Cincinnati–UCF football rivalry
- Sport: Football
- First meeting: October 31, 2015 Cincinnati 52, UCF 7
- Latest meeting: October 10, 2025 Cincinnati 20, UCF 11
- Next meeting: TBD, 2027

Statistics
- Total meetings: 11
- All-time series: Cincinnati, 6–5
- Largest victory: Cincinnati, 52–7 (2015)
- Longest win streak: Cincinnati, 3 (2019–2021) UCF, 3 (2016–2018)
- Current win streak: Cincinnati, 2 (2024–present)

= Cincinnati–UCF football rivalry =

American college sports rivalry

The Cincinnati–UCF football rivalry is an American college football rivalry between the University of Cincinnati Bearcats and University of Central Florida Knights. The rivalry dates to the first game between the teams in 2015.

++++

Challenges:
• 1. In the rivalry summary, why is 2015 given as the year the rivalry began?
• 2. From the rivalry summary, write out the passage starting at "The Cincinnati–UCF football" and ending at "teams in 2015.".

++++

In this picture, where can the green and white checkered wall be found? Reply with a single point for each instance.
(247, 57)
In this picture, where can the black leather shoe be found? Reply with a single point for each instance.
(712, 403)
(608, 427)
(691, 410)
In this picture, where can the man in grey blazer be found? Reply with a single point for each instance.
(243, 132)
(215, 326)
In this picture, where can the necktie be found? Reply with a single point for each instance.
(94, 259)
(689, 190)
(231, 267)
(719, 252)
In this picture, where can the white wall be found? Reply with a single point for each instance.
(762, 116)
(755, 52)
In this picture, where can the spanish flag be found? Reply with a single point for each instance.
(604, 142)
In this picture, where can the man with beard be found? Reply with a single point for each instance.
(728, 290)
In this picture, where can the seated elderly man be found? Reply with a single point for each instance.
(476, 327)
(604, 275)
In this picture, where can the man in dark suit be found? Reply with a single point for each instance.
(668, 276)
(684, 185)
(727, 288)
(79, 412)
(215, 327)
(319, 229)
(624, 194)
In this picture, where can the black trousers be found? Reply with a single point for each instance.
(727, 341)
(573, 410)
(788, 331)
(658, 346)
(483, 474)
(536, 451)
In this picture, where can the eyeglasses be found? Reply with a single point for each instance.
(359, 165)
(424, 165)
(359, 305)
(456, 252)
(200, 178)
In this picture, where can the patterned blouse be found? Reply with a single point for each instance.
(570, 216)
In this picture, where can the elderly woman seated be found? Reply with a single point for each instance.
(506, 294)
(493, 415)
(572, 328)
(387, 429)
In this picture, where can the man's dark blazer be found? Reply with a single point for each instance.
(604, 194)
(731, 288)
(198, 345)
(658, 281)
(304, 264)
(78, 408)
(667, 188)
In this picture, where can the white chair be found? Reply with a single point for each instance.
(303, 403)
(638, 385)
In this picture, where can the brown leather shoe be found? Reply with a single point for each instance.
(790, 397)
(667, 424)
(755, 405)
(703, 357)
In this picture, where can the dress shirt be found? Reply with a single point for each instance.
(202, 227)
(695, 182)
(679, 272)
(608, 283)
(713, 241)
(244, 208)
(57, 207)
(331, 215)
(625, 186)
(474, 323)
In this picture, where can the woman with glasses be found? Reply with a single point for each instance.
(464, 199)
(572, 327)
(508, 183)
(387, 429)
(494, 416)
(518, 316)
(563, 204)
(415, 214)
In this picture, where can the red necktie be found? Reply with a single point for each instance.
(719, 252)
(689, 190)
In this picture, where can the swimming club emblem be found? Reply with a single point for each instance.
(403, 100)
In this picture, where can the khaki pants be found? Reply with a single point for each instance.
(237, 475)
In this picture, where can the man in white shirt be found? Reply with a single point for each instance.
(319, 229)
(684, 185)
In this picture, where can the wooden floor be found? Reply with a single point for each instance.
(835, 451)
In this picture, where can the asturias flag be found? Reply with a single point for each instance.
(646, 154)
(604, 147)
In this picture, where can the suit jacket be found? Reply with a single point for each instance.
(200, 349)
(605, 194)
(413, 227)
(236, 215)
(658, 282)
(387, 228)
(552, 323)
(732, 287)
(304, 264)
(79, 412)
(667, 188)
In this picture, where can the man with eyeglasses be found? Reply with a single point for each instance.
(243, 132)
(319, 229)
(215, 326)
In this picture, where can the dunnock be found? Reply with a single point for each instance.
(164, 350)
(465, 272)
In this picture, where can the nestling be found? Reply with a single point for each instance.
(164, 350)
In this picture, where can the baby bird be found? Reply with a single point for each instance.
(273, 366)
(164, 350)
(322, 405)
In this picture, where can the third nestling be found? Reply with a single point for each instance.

++++

The responses:
• 1. The rivalry dates to 2015 because that year saw the first game between the Cincinnati Bearcats and the UCF Knights, played on October 31, 2015.

• 2.
The Cincinnati–UCF football rivalry is an American college football rivalry between the University of Cincinnati Bearcats and University of Central Florida Knights. The rivalry dates to the first game between the teams in 2015.